BEGIN
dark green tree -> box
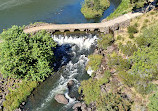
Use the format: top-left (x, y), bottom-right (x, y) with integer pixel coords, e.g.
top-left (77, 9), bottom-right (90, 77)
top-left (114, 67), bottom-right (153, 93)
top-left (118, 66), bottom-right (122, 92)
top-left (0, 26), bottom-right (56, 81)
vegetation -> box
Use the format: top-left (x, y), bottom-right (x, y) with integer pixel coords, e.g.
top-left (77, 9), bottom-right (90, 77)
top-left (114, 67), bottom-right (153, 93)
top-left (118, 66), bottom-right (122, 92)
top-left (107, 0), bottom-right (146, 20)
top-left (81, 0), bottom-right (110, 19)
top-left (148, 92), bottom-right (158, 111)
top-left (80, 10), bottom-right (158, 111)
top-left (119, 41), bottom-right (137, 56)
top-left (98, 34), bottom-right (114, 50)
top-left (86, 54), bottom-right (103, 71)
top-left (0, 26), bottom-right (56, 81)
top-left (107, 52), bottom-right (130, 71)
top-left (127, 26), bottom-right (138, 34)
top-left (3, 81), bottom-right (38, 111)
top-left (96, 93), bottom-right (132, 111)
top-left (0, 26), bottom-right (57, 111)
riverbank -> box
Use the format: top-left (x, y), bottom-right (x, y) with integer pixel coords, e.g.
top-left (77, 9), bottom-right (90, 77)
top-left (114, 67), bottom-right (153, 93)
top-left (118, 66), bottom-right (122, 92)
top-left (81, 0), bottom-right (110, 19)
top-left (79, 11), bottom-right (158, 111)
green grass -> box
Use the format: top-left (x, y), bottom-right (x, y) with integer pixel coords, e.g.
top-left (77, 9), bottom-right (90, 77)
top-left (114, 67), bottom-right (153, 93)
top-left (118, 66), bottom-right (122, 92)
top-left (81, 0), bottom-right (110, 19)
top-left (98, 34), bottom-right (114, 50)
top-left (107, 0), bottom-right (133, 20)
top-left (3, 81), bottom-right (38, 111)
top-left (86, 54), bottom-right (103, 71)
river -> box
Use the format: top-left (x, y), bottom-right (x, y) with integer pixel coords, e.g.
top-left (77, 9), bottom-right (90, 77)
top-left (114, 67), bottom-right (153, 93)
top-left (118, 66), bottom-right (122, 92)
top-left (0, 0), bottom-right (120, 111)
top-left (0, 0), bottom-right (121, 32)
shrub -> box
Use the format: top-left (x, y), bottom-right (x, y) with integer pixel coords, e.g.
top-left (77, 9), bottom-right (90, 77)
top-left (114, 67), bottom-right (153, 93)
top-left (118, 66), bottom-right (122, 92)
top-left (117, 35), bottom-right (122, 40)
top-left (81, 0), bottom-right (110, 19)
top-left (127, 26), bottom-right (138, 34)
top-left (148, 91), bottom-right (158, 111)
top-left (119, 41), bottom-right (137, 56)
top-left (144, 19), bottom-right (149, 23)
top-left (98, 34), bottom-right (114, 50)
top-left (86, 54), bottom-right (103, 71)
top-left (129, 33), bottom-right (134, 39)
top-left (96, 93), bottom-right (132, 111)
top-left (0, 26), bottom-right (56, 81)
top-left (135, 36), bottom-right (149, 47)
top-left (107, 52), bottom-right (130, 71)
top-left (3, 81), bottom-right (37, 111)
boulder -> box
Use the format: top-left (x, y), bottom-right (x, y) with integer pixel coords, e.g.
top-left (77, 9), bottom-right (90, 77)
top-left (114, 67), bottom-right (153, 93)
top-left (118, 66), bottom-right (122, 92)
top-left (72, 102), bottom-right (82, 109)
top-left (54, 94), bottom-right (68, 104)
top-left (67, 80), bottom-right (75, 89)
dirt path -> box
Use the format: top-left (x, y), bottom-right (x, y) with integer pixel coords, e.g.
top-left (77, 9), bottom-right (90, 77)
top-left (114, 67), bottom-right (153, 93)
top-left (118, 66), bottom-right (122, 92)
top-left (24, 13), bottom-right (143, 33)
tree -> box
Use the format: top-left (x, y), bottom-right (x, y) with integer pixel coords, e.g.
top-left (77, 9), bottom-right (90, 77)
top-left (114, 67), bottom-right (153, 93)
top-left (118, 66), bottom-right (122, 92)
top-left (0, 26), bottom-right (56, 81)
top-left (148, 91), bottom-right (158, 111)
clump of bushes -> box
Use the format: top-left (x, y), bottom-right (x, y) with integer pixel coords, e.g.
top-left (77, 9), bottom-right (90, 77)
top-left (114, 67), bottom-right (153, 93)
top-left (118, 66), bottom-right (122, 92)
top-left (98, 34), bottom-right (114, 50)
top-left (86, 54), bottom-right (103, 71)
top-left (127, 26), bottom-right (138, 34)
top-left (3, 81), bottom-right (38, 111)
top-left (96, 93), bottom-right (132, 111)
top-left (81, 0), bottom-right (110, 19)
top-left (107, 52), bottom-right (131, 71)
top-left (119, 41), bottom-right (137, 56)
top-left (148, 91), bottom-right (158, 111)
top-left (0, 26), bottom-right (56, 81)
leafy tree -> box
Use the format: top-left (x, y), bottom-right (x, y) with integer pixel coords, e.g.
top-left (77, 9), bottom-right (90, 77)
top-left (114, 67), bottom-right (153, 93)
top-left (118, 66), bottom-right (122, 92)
top-left (148, 91), bottom-right (158, 111)
top-left (0, 26), bottom-right (56, 81)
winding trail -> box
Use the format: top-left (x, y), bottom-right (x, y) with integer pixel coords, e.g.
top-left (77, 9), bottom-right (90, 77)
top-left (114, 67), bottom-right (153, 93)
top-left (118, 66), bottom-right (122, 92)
top-left (24, 12), bottom-right (143, 33)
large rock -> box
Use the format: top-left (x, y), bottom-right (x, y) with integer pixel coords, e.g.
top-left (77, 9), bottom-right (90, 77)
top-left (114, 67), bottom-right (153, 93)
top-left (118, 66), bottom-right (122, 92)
top-left (67, 80), bottom-right (75, 89)
top-left (54, 94), bottom-right (68, 104)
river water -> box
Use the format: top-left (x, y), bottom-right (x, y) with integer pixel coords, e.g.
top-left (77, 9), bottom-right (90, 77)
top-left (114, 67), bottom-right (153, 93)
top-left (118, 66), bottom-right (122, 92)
top-left (0, 0), bottom-right (121, 111)
top-left (24, 34), bottom-right (97, 111)
top-left (0, 0), bottom-right (121, 32)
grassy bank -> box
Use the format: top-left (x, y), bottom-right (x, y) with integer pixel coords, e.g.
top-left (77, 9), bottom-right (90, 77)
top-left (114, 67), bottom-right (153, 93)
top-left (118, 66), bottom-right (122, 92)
END
Please switch "integer" to "whole-number" throughout the material and give it again with everything else unchanged. Leave the pictures out.

dark green tree -> box
Use the format: top-left (x, y), bottom-right (x, y) with whole-number pixel coords, e.g.
top-left (77, 9), bottom-right (90, 77)
top-left (114, 67), bottom-right (153, 93)
top-left (118, 66), bottom-right (122, 92)
top-left (0, 26), bottom-right (56, 81)
vegetation -> box
Use the format: top-left (x, y), bottom-right (x, y) with whole-number pixel coords, e.g.
top-left (77, 9), bottom-right (90, 77)
top-left (114, 67), bottom-right (153, 93)
top-left (118, 66), bottom-right (122, 92)
top-left (107, 0), bottom-right (146, 20)
top-left (81, 0), bottom-right (110, 19)
top-left (148, 92), bottom-right (158, 111)
top-left (80, 10), bottom-right (158, 111)
top-left (119, 41), bottom-right (137, 56)
top-left (98, 34), bottom-right (114, 50)
top-left (86, 54), bottom-right (103, 71)
top-left (0, 26), bottom-right (56, 81)
top-left (107, 52), bottom-right (130, 71)
top-left (127, 26), bottom-right (138, 34)
top-left (3, 81), bottom-right (38, 111)
top-left (96, 93), bottom-right (132, 111)
top-left (0, 26), bottom-right (57, 111)
riverbank -> box
Use the format: top-left (x, y), bottom-right (x, y) with whole-number pixel coords, e.g.
top-left (77, 9), bottom-right (90, 77)
top-left (114, 67), bottom-right (153, 93)
top-left (118, 66), bottom-right (122, 92)
top-left (81, 0), bottom-right (110, 19)
top-left (79, 11), bottom-right (158, 111)
green grass -> box
Use the format: top-left (x, y), bottom-right (x, y) with whole-number pixel coords, e.g.
top-left (77, 9), bottom-right (90, 77)
top-left (114, 67), bottom-right (153, 93)
top-left (118, 66), bottom-right (122, 92)
top-left (81, 0), bottom-right (110, 19)
top-left (98, 34), bottom-right (114, 50)
top-left (107, 0), bottom-right (133, 20)
top-left (3, 81), bottom-right (38, 111)
top-left (86, 54), bottom-right (103, 71)
river -> box
Use the format: top-left (x, y), bottom-right (x, y) with whole-number pixel coords, e.g.
top-left (77, 9), bottom-right (90, 77)
top-left (114, 67), bottom-right (153, 93)
top-left (118, 66), bottom-right (122, 92)
top-left (0, 0), bottom-right (120, 111)
top-left (0, 0), bottom-right (121, 32)
shrub -> box
Use the format: top-left (x, y), bottom-right (x, y) with whole-number pixel coords, e.g.
top-left (77, 9), bottom-right (90, 77)
top-left (114, 67), bottom-right (153, 93)
top-left (118, 66), bottom-right (122, 92)
top-left (117, 35), bottom-right (122, 40)
top-left (81, 0), bottom-right (110, 19)
top-left (127, 26), bottom-right (138, 34)
top-left (148, 91), bottom-right (158, 111)
top-left (119, 41), bottom-right (137, 56)
top-left (144, 19), bottom-right (149, 23)
top-left (98, 34), bottom-right (114, 50)
top-left (86, 54), bottom-right (103, 71)
top-left (129, 33), bottom-right (134, 39)
top-left (96, 93), bottom-right (132, 111)
top-left (0, 26), bottom-right (56, 81)
top-left (135, 36), bottom-right (149, 47)
top-left (107, 52), bottom-right (130, 71)
top-left (3, 81), bottom-right (37, 111)
boulder -> box
Use the format: top-left (x, y), bottom-right (x, y) with whole-number pixel coords, e.g.
top-left (77, 9), bottom-right (90, 77)
top-left (114, 67), bottom-right (153, 93)
top-left (118, 66), bottom-right (122, 92)
top-left (72, 102), bottom-right (82, 109)
top-left (54, 94), bottom-right (68, 104)
top-left (67, 80), bottom-right (75, 89)
dirt path -> box
Use the format: top-left (x, y), bottom-right (x, y) with whole-number pixel coords, e.g.
top-left (77, 9), bottom-right (90, 77)
top-left (114, 67), bottom-right (153, 93)
top-left (118, 66), bottom-right (122, 92)
top-left (24, 13), bottom-right (143, 33)
tree -> box
Use the format: top-left (x, y), bottom-right (x, y) with whole-number pixel coords, e.g.
top-left (77, 9), bottom-right (90, 77)
top-left (114, 67), bottom-right (153, 93)
top-left (118, 66), bottom-right (122, 92)
top-left (0, 26), bottom-right (56, 81)
top-left (148, 91), bottom-right (158, 111)
clump of bushes -> box
Use the format: top-left (x, y), bottom-right (x, y) with whole-number pixel coords, e.g.
top-left (77, 9), bottom-right (90, 77)
top-left (114, 67), bottom-right (153, 93)
top-left (118, 66), bottom-right (122, 92)
top-left (98, 34), bottom-right (114, 50)
top-left (86, 54), bottom-right (103, 71)
top-left (127, 26), bottom-right (138, 34)
top-left (3, 81), bottom-right (38, 111)
top-left (96, 93), bottom-right (132, 111)
top-left (81, 0), bottom-right (110, 19)
top-left (107, 52), bottom-right (131, 71)
top-left (119, 41), bottom-right (137, 56)
top-left (148, 91), bottom-right (158, 111)
top-left (0, 26), bottom-right (56, 81)
leafy tree -> box
Use the format: top-left (x, y), bottom-right (x, y) with whole-number pixel coords, e.g.
top-left (77, 9), bottom-right (90, 77)
top-left (114, 67), bottom-right (153, 93)
top-left (118, 66), bottom-right (122, 92)
top-left (148, 91), bottom-right (158, 111)
top-left (0, 26), bottom-right (56, 81)
winding trail -> box
Use the format: top-left (x, y), bottom-right (x, y) with whole-number pixel coords, e.g.
top-left (77, 9), bottom-right (90, 77)
top-left (114, 67), bottom-right (153, 93)
top-left (118, 66), bottom-right (122, 92)
top-left (24, 12), bottom-right (143, 33)
large rock -> box
Use the format: top-left (x, y), bottom-right (x, y) with whole-number pixel coords, e.g.
top-left (77, 9), bottom-right (90, 77)
top-left (114, 67), bottom-right (153, 93)
top-left (118, 66), bottom-right (122, 92)
top-left (67, 80), bottom-right (75, 89)
top-left (54, 94), bottom-right (68, 104)
river water -> box
Use the format: top-left (x, y), bottom-right (x, y) with whole-number pixel coords, e.g.
top-left (77, 9), bottom-right (90, 77)
top-left (114, 67), bottom-right (153, 93)
top-left (118, 66), bottom-right (122, 92)
top-left (0, 0), bottom-right (121, 111)
top-left (24, 34), bottom-right (97, 111)
top-left (0, 0), bottom-right (121, 32)
grassy bank -> box
Use the format: top-left (x, y), bottom-right (x, y) with whole-number pixel coords, e.g.
top-left (77, 9), bottom-right (90, 77)
top-left (114, 67), bottom-right (153, 93)
top-left (118, 66), bottom-right (122, 92)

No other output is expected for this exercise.